• **Data under study**
____
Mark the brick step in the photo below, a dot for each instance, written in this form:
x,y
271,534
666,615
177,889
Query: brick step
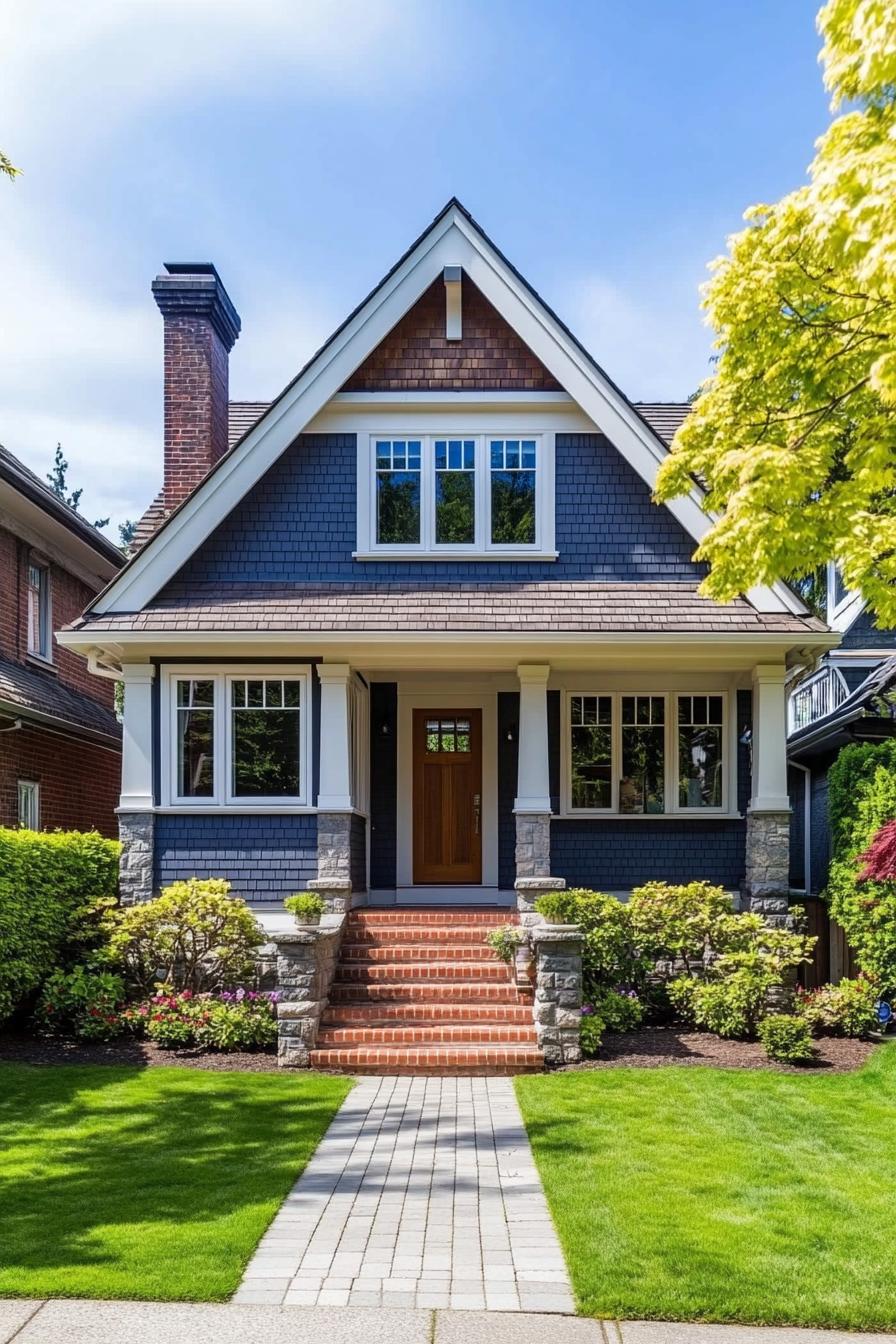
x,y
415,952
405,915
433,991
429,1059
386,936
363,972
442,1034
430,1014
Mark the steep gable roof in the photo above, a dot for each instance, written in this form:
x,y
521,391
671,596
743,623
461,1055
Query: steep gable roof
x,y
452,239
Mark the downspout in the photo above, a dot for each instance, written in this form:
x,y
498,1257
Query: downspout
x,y
806,772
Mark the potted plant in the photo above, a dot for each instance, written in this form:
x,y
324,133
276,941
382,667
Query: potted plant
x,y
306,907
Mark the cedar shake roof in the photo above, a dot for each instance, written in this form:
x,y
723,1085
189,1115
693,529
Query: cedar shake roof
x,y
464,606
40,694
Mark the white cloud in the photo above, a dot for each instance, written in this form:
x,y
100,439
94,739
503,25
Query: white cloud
x,y
654,348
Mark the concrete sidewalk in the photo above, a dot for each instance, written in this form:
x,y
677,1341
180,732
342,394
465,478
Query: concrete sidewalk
x,y
171,1323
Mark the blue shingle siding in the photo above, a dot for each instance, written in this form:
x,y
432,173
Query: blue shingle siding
x,y
864,635
265,858
508,756
383,784
619,855
357,854
297,526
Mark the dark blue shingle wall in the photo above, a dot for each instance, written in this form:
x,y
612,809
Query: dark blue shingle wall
x,y
265,858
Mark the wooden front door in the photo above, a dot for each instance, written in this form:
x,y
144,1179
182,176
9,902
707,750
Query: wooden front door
x,y
448,796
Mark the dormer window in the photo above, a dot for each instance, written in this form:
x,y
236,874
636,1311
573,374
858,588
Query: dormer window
x,y
39,624
464,496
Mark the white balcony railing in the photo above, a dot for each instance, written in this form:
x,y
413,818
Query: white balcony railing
x,y
814,699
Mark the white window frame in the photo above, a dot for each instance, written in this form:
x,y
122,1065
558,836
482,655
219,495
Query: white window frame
x,y
672,808
223,676
45,609
28,794
482,547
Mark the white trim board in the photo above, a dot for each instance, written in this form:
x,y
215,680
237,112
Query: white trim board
x,y
453,239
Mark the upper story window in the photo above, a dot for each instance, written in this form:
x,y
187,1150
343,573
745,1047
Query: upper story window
x,y
238,738
39,622
470,496
646,754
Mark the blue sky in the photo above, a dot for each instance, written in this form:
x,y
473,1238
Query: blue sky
x,y
301,144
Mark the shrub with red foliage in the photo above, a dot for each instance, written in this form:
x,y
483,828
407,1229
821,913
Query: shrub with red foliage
x,y
880,856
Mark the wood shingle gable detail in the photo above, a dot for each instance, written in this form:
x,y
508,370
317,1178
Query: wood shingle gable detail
x,y
417,356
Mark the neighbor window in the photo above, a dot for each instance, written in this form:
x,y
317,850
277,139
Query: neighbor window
x,y
645,754
28,805
466,495
38,586
239,737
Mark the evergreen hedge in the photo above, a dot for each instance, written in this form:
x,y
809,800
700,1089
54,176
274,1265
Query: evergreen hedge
x,y
47,879
861,799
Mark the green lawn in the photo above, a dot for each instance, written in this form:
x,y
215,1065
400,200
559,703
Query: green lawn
x,y
723,1195
147,1183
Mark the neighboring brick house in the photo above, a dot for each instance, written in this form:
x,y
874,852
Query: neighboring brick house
x,y
59,737
419,635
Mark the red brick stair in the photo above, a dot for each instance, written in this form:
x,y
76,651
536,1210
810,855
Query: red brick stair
x,y
419,992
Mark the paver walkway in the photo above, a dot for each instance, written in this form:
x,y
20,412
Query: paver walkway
x,y
423,1192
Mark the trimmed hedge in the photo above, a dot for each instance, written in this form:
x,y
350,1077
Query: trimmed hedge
x,y
46,882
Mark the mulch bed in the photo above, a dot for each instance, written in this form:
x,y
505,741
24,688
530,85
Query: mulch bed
x,y
50,1050
650,1047
654,1046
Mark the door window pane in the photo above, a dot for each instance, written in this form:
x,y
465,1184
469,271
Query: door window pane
x,y
512,485
454,491
265,738
700,750
195,738
398,492
591,750
642,784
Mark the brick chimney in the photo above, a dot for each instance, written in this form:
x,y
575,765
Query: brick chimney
x,y
200,328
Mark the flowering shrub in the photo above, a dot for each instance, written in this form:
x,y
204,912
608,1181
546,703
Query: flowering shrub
x,y
82,1001
844,1010
194,937
787,1039
239,1019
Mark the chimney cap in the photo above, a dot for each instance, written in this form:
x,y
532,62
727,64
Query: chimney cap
x,y
195,289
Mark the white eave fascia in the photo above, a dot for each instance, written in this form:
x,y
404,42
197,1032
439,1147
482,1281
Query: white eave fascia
x,y
450,241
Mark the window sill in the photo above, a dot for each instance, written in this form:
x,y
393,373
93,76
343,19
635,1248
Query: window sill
x,y
405,557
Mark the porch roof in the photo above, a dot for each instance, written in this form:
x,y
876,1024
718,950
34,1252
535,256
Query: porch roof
x,y
638,609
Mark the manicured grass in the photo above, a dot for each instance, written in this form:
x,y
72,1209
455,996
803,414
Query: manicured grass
x,y
155,1183
723,1195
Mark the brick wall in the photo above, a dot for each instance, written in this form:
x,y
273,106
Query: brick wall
x,y
265,858
79,782
297,526
417,358
383,784
69,597
196,390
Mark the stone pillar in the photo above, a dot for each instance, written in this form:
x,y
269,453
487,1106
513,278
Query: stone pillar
x,y
305,967
558,991
767,868
136,820
532,803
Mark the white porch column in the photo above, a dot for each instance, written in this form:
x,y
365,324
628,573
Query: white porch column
x,y
533,777
136,739
767,868
335,790
769,739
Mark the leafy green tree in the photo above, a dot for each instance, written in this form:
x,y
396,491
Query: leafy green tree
x,y
794,433
58,479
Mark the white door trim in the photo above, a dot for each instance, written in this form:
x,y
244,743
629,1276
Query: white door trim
x,y
413,698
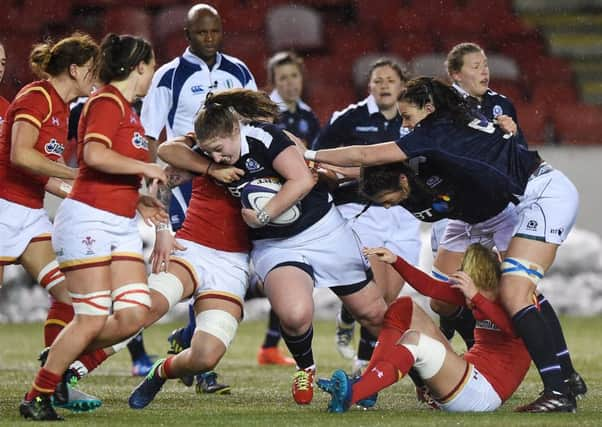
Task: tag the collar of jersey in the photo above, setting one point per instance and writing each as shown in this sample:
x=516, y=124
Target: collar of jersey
x=191, y=57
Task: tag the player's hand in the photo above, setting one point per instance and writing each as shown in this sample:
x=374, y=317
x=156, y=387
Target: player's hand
x=225, y=173
x=165, y=244
x=506, y=123
x=176, y=177
x=151, y=210
x=249, y=216
x=463, y=282
x=382, y=254
x=154, y=171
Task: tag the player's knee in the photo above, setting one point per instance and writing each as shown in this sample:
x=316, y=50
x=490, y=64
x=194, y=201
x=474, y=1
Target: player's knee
x=168, y=286
x=219, y=323
x=429, y=353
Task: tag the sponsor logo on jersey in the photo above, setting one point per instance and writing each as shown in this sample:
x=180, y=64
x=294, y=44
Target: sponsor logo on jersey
x=139, y=141
x=252, y=165
x=366, y=128
x=54, y=147
x=497, y=110
x=88, y=242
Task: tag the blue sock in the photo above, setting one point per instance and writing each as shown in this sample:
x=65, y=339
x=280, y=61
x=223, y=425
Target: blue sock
x=188, y=331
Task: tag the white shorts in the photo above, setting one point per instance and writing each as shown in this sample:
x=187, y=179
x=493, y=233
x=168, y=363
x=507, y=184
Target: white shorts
x=475, y=395
x=394, y=228
x=215, y=273
x=548, y=209
x=437, y=232
x=85, y=236
x=496, y=231
x=19, y=226
x=329, y=247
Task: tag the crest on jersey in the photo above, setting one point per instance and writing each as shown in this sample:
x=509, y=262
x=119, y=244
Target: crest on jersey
x=252, y=165
x=497, y=110
x=54, y=147
x=139, y=141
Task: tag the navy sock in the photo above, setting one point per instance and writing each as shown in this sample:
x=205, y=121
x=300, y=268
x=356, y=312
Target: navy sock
x=366, y=345
x=272, y=335
x=136, y=348
x=188, y=331
x=562, y=351
x=300, y=347
x=532, y=328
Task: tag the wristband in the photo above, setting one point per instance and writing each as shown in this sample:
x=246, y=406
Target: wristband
x=310, y=155
x=63, y=186
x=209, y=167
x=263, y=217
x=162, y=226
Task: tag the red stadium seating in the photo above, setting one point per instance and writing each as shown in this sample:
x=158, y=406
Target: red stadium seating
x=127, y=20
x=534, y=122
x=578, y=124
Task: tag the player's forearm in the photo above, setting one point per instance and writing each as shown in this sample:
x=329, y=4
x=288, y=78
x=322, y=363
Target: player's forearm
x=181, y=156
x=427, y=285
x=35, y=162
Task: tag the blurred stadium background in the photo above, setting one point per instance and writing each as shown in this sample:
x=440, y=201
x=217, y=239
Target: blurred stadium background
x=543, y=54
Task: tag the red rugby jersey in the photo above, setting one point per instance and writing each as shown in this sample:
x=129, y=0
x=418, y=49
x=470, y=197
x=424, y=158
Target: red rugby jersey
x=213, y=218
x=39, y=104
x=108, y=118
x=497, y=353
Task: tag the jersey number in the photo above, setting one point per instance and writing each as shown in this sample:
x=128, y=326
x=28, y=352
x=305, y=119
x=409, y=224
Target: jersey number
x=479, y=125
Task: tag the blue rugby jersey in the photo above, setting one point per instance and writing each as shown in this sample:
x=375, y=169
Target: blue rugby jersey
x=472, y=171
x=358, y=124
x=302, y=123
x=261, y=143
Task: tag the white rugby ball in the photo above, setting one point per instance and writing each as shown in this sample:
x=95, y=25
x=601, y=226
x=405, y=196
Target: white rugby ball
x=257, y=193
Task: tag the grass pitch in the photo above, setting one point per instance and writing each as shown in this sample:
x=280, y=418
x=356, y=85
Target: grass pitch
x=261, y=395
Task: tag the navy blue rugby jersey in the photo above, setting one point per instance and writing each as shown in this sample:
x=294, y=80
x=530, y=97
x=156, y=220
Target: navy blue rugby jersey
x=358, y=124
x=261, y=143
x=483, y=161
x=438, y=192
x=302, y=123
x=493, y=104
____
• **Requirement**
Above are records; repeat only the lines starting at the line with "x=187, y=179" and ending at the line with "x=356, y=312", exactly as they appear, both included.

• **Exercise response**
x=187, y=179
x=493, y=233
x=168, y=363
x=507, y=184
Target: white shorts
x=475, y=395
x=394, y=228
x=215, y=273
x=548, y=209
x=437, y=232
x=85, y=236
x=496, y=231
x=19, y=226
x=329, y=247
Task: tag the crest on jersey in the photo above, setting one point per instance and writing each as shown in this sample:
x=509, y=262
x=119, y=244
Target: crest on jersey
x=252, y=165
x=497, y=110
x=54, y=147
x=139, y=141
Task: tag the navy sock in the photo above, setting one point per instance and writing each as shown in this sample:
x=205, y=121
x=300, y=268
x=356, y=312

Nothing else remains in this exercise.